### [DIRECTION]
Restate the records below word for word.

-- BEGIN RECORDS SHOWN --

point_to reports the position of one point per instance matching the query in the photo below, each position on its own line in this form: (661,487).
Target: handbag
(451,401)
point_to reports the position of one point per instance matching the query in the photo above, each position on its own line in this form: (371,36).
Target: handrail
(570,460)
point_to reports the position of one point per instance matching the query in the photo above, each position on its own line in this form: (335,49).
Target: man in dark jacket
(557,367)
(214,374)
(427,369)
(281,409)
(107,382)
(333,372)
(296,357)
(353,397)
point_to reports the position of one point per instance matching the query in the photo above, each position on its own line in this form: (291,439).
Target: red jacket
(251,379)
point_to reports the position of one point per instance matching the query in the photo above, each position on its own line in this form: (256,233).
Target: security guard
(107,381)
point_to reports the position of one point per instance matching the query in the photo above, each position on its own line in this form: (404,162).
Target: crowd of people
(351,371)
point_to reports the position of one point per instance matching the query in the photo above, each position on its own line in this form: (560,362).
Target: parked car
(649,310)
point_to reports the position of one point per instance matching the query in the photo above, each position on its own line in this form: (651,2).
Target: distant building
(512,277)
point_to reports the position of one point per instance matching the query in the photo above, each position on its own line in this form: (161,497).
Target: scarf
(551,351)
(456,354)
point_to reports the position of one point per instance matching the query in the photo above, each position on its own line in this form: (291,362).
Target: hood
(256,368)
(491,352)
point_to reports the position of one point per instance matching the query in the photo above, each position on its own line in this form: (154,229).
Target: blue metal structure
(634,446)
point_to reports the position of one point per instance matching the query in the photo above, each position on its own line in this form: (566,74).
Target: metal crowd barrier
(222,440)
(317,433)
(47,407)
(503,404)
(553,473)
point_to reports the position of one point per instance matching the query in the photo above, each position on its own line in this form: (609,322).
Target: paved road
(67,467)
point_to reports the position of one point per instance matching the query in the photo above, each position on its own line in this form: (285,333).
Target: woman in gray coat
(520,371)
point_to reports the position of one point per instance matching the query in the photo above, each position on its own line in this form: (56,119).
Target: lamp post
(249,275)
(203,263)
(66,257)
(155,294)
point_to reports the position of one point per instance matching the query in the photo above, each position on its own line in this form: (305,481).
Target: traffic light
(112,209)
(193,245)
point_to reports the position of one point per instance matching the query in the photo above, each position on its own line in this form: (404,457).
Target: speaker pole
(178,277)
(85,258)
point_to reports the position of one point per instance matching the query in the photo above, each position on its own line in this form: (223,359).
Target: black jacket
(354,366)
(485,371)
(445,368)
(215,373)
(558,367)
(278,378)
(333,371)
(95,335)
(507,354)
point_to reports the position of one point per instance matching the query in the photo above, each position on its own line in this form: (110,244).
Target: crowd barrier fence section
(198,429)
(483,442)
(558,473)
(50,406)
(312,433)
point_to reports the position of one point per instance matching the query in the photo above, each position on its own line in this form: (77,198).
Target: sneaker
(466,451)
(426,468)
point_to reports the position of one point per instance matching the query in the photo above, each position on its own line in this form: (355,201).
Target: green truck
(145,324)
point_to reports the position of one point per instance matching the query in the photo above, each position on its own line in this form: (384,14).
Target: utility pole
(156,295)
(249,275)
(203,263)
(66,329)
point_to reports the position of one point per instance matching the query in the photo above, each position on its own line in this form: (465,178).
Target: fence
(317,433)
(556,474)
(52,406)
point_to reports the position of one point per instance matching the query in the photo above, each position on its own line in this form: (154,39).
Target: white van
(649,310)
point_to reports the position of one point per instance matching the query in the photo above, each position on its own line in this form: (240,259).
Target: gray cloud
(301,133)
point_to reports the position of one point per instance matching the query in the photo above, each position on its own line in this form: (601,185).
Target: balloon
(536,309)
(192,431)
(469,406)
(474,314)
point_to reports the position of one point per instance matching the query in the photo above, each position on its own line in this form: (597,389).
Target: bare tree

-- END RECORDS SHOWN --

### [WORKED ANSWER]
point_to reports the position of one point per instance matching the query in the photo below, each position on its own line in this form: (661,487).
Target: handbag
(451,401)
point_to reports the position of one point per instance matching the query in the photo above, each position on its own line in this form: (371,36).
Target: handrail
(570,460)
point_to reports the position of one point per instance matching the query in the photo above, each position on its own line in this form: (335,49).
Target: man in dark jacket
(557,367)
(214,374)
(427,369)
(281,409)
(107,382)
(333,372)
(296,357)
(353,397)
point_to reports the position of one point per instance matching the query in the photo above, each position on its own line in this form: (291,439).
Target: red jacket
(251,379)
point_to reports the position of one point per instance matching the query in the photo above, each position on its own line in this form: (256,233).
Target: security guard
(107,381)
point_to reports the position of one point per instance matching the query in the photo above, each position on its own line in this form: (404,162).
Target: crowd of people
(351,371)
point_to reports the position of one point per instance matching the query in the photo above, each position on its own line in this form: (560,362).
Target: parked car
(649,310)
point_to reports the position of one point per instance matching the query in the photo above, each position on its own line in this form: (651,2).
Target: distant building
(512,277)
point_to reports the position of one point per instance matching the query in the photo above, each position on its own line in this form: (161,497).
Target: scarf
(551,351)
(456,354)
point_to reports the position of one point per instance matching the query in the photo above, each position on its own line in this form: (291,362).
Target: hood
(256,368)
(491,352)
point_to reports the position of one point per instance matching the query in the photo above, each position on its own line in this form: (154,229).
Target: blue metal structure
(634,446)
point_to reports the position of one point per instance matching the query in the photo above, each position on its own line in this form: (566,74).
Target: metal crowd barrier
(222,440)
(317,433)
(47,407)
(503,404)
(553,473)
point_to reports the position of one point per instance matching the query in the photo above, each position on its own line in this form: (609,322).
Target: paved road
(67,467)
point_to reports the position of one point per instance matching the query in the photo above, each position on its own line in this form: (285,333).
Target: woman in gray coat
(520,371)
point_to reports the position of one point per instance matching the query in the photo above, each position on its own line in this form: (56,119).
Target: lamp post
(249,275)
(203,263)
(66,257)
(155,294)
point_to reports the position of one point per instance matching the query in the photo above, each position on its own line in this form: (305,481).
Target: traffic light
(112,209)
(193,245)
point_to reports the position of one point per instance matching the query in the photo above, each position on its own line in this form: (404,457).
Target: speaker pole
(178,277)
(85,258)
point_to reports the position of one point per instance matching the query in the photo above, each position on its own line in this form: (223,359).
Target: black jacket
(354,366)
(485,371)
(445,368)
(215,373)
(558,367)
(278,378)
(333,371)
(95,335)
(507,354)
point_to reports the position of one point per instance matching the query in the photo above, each position on its own line in this form: (110,244).
Target: crowd barrier fence section
(198,429)
(483,442)
(558,473)
(50,406)
(312,433)
point_to reports the position of one point per instance matching the query in the photo above, each position on its own line in this form: (77,198).
Target: sneaker
(466,451)
(426,468)
point_to reports the position of one point per instance matching the query in the photo above, each position on its own line in this form: (355,201).
Target: green truck
(145,324)
point_to reports the position of one point per instance matching the query in the photo above, each position on its own line in this form: (384,14).
Target: utility pole
(156,295)
(249,275)
(203,263)
(66,329)
point_to reports the position of one point per instance matching the query in the photo above, each position on its own line in this form: (465,178).
Target: fence
(317,433)
(556,474)
(52,406)
point_to reports the position of one point per instance matching the query in the photo above, each position on its own line in this form: (154,39).
Target: white van
(649,310)
point_to reports the position of one point per instance matching the query in the photo above, each position on its own line in this form: (240,259).
Target: gray cloud
(301,133)
point_to reports the position of one point per instance matching the query in the photo above, each position on its own line in this form: (601,185).
Target: balloon
(536,309)
(192,431)
(469,406)
(474,314)
point_to reports the position of one point per instance matching the query in the photo above, each position on its own line in this form: (597,389).
Target: bare tree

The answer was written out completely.